Repeat word for word the part of the cluster job-submission guide that opens with the words containing "To researchers" and closes with "the cluster's resources.".

Text extract
----

To researchers
Submit jobs
To cater to users from various knowledge backgrounds with different preferences, we provide multiple ways to use the cluster's resources.
SLURM is our job scheduler. When you need computing resources, you submit a job. The system will then verify your request and your quota. Your job will be submitted to the SLURM queue when it is valid. Then, based on an evaluated priority, SLURM decides when and where to execute your job.
We highly recommend you read the Quick Start User Guide to familiarize yourself with the basic design and usage of SLURM.
Besides using the command line interface to submit jobs, we have several quick jobs to get you the resources with a little learning effort. This way suits people that are more comfortable working with GUI.
Jupyter Lab
You can launch a Jupyter Lab server of any size in just a few clicks and connect to it without further authentication. We installed the Jupyter Lab in the base environment. So you can use it without any preparation. But you will need to create your Anaconda environment to install the packages you need. Log in to the console and type commands:
module load Anaconda3/2022.05
# for example we create an environment called torch
# install two packages, pip for package management and ipykernel for running our python codes
conda create -y -n torch pip ipykernel
# install pytorch into our environment from the pytorch repo
conda install -y -n torch -c pytorch pytorch
Now we are all set. Login to the web portal, locate the jobs dropdown and click Jupyter Lab. Select the resources you need in the launcher window, then submit the form to enqueue. Head to jobs > running jobs to find your job. Click the Jupyter link to open your Jupyter Lab.
Besides Jupyter Lab, you may launch and connect any web-based tools in the same way. See the GUI launcher section for details.

----

Data extract
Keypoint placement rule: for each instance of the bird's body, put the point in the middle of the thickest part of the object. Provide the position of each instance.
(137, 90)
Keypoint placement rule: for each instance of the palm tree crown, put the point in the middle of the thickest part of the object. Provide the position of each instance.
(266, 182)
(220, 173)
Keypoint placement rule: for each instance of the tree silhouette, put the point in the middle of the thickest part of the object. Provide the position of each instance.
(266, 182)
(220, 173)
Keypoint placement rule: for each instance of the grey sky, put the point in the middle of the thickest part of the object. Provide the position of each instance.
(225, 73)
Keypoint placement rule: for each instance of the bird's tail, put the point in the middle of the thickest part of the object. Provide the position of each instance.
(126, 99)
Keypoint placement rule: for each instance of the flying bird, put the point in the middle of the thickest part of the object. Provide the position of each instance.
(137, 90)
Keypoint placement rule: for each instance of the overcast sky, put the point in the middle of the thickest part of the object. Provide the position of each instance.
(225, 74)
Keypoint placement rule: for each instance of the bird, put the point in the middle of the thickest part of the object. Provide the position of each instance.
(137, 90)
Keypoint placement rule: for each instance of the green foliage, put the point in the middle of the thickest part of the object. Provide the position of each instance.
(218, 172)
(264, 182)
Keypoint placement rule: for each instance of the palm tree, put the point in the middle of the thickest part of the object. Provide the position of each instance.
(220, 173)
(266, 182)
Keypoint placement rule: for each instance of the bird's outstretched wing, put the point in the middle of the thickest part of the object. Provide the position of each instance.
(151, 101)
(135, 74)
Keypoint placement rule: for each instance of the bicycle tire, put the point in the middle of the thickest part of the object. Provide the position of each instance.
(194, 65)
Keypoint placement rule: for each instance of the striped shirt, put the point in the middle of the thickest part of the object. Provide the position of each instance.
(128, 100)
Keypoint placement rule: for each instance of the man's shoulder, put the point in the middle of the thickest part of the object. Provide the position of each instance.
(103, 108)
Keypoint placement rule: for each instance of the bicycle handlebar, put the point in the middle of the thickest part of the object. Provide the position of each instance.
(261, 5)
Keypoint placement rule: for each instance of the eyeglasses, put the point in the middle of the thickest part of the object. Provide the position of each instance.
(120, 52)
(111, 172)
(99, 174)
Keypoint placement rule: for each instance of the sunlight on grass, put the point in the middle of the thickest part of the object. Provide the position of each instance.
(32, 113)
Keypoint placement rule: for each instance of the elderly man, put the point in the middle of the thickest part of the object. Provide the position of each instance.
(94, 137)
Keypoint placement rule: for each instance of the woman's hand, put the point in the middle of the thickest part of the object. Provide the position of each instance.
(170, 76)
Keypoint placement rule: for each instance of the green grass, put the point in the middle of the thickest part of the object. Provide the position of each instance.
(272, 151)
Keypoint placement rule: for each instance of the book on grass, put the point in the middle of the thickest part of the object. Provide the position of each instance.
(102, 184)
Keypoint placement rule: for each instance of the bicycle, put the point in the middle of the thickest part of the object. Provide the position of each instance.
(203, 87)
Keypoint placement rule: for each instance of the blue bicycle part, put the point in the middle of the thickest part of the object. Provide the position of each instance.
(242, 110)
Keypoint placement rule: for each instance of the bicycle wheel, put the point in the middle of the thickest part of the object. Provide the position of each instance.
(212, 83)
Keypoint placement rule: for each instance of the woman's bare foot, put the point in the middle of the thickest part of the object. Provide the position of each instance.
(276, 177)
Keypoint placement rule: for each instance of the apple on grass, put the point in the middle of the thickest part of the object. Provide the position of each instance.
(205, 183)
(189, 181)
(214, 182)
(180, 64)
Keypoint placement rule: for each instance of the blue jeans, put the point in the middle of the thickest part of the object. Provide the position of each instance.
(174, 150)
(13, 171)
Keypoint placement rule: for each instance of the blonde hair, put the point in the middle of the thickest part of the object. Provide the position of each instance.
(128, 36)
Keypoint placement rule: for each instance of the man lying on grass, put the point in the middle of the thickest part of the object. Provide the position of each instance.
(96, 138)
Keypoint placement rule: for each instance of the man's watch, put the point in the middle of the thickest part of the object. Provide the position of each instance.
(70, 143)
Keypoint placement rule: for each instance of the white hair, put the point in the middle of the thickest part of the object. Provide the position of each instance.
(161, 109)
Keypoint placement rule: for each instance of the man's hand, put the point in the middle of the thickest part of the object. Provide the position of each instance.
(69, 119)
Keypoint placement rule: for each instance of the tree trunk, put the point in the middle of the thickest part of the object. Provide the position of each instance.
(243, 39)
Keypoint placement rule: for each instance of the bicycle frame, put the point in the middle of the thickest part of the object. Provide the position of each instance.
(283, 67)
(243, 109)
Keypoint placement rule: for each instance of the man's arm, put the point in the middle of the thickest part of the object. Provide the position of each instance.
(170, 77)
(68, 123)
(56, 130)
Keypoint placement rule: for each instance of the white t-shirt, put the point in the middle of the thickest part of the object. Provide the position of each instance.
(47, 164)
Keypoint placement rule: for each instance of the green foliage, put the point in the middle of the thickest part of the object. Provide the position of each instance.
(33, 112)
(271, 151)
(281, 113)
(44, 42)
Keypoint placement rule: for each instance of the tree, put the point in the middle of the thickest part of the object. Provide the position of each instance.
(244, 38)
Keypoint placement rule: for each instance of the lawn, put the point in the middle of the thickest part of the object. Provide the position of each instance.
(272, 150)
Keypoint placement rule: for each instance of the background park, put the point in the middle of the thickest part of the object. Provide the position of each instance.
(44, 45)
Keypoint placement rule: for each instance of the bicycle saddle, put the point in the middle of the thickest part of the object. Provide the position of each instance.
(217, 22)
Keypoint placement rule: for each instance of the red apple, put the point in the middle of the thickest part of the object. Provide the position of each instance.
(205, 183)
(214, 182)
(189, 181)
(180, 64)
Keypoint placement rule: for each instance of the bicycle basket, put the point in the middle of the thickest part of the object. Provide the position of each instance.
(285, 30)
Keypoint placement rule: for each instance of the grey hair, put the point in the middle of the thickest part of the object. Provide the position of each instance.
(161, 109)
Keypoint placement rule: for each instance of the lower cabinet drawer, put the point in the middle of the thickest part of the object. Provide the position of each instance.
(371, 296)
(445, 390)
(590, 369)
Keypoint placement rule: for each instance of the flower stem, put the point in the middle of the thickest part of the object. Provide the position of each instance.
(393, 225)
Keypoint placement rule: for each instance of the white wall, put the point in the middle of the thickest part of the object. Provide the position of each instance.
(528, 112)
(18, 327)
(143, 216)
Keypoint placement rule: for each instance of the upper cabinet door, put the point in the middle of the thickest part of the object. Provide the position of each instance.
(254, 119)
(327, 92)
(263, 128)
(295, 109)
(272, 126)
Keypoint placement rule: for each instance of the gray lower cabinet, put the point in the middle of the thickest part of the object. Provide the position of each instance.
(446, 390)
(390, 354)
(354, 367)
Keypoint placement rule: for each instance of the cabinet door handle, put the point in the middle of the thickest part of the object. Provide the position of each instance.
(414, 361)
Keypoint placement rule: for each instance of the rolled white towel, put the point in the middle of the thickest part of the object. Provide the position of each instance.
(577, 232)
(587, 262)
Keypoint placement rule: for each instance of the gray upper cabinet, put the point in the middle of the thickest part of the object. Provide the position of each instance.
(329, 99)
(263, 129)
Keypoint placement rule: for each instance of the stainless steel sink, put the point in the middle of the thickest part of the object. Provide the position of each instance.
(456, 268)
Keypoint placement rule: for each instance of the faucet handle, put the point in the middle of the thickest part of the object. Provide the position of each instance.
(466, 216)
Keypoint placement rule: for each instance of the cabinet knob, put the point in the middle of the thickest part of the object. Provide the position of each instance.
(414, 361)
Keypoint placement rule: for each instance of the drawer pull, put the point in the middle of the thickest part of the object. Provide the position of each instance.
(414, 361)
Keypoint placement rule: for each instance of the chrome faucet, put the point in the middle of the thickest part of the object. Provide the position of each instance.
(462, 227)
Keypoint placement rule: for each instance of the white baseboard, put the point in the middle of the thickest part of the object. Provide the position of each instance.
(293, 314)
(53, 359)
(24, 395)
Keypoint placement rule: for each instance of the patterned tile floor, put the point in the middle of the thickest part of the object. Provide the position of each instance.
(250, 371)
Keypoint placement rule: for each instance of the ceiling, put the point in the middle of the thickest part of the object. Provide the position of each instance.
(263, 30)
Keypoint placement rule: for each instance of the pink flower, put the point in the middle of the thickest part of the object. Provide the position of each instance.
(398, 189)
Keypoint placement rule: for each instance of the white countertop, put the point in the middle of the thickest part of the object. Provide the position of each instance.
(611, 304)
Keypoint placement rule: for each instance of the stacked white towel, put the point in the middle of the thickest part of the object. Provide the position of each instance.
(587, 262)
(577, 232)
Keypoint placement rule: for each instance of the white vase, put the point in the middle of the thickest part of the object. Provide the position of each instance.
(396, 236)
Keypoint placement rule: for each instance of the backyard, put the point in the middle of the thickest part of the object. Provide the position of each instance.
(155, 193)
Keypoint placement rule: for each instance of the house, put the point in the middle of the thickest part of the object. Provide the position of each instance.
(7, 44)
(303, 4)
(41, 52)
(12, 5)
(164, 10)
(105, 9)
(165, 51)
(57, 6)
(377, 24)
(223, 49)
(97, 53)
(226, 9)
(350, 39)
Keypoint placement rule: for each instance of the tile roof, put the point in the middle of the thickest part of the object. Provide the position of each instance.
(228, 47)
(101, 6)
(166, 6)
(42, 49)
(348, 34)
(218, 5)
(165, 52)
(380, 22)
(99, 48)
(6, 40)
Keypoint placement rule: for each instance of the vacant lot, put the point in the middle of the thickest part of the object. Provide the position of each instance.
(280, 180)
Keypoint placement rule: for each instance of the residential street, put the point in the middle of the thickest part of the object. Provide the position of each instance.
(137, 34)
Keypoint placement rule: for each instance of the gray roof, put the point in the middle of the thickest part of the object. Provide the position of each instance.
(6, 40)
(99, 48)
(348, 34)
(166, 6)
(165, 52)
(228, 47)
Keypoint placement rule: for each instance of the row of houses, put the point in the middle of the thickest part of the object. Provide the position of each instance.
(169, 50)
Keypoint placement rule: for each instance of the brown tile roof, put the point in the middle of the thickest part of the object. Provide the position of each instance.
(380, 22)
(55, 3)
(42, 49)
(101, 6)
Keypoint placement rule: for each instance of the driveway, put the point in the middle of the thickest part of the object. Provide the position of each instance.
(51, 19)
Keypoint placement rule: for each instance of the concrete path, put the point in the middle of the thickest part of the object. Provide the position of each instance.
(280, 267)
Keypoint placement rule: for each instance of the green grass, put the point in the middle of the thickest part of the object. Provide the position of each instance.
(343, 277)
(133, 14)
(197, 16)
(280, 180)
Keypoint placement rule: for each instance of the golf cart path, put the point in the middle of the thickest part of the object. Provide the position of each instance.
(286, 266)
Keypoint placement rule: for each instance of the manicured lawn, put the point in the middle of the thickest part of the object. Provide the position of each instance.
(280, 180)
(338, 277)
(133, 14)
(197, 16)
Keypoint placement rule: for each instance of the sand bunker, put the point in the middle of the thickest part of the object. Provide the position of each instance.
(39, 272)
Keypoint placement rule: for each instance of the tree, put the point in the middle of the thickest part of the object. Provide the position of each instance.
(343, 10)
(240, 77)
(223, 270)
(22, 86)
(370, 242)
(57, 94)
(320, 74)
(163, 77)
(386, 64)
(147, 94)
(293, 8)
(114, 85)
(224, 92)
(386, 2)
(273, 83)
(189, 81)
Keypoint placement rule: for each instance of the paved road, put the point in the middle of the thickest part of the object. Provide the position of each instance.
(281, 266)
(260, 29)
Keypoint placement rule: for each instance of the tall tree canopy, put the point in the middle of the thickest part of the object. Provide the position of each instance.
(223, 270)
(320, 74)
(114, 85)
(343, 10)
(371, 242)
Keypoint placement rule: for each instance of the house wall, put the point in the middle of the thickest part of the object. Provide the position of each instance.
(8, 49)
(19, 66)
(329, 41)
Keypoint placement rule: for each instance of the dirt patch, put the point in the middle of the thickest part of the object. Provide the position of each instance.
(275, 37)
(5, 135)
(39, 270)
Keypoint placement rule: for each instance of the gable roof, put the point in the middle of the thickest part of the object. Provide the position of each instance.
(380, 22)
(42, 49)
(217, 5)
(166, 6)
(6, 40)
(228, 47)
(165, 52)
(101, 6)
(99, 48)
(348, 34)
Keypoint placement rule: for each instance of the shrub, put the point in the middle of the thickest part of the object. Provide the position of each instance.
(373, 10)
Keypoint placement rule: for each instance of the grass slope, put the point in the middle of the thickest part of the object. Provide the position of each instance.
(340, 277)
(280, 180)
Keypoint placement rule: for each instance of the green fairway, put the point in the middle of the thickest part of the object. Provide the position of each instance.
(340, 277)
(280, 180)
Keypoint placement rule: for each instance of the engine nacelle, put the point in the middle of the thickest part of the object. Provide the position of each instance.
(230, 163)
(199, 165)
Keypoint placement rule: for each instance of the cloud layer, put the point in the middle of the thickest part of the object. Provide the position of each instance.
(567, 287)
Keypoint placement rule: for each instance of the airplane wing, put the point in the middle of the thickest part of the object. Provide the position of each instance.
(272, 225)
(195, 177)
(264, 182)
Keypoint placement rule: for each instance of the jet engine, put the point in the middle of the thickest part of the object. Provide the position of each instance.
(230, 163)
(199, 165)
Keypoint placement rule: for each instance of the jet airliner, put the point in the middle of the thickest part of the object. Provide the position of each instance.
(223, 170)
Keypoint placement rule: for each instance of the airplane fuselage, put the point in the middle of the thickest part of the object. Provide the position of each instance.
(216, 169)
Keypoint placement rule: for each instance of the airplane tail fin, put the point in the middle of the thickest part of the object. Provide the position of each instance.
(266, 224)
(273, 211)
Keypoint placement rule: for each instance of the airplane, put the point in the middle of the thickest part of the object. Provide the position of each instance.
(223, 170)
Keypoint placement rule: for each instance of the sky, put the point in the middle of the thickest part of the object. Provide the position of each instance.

----

Result for this exercise
To researchers
Submit jobs
To cater to users from various knowledge backgrounds with different preferences, we provide multiple ways to use the cluster's resources.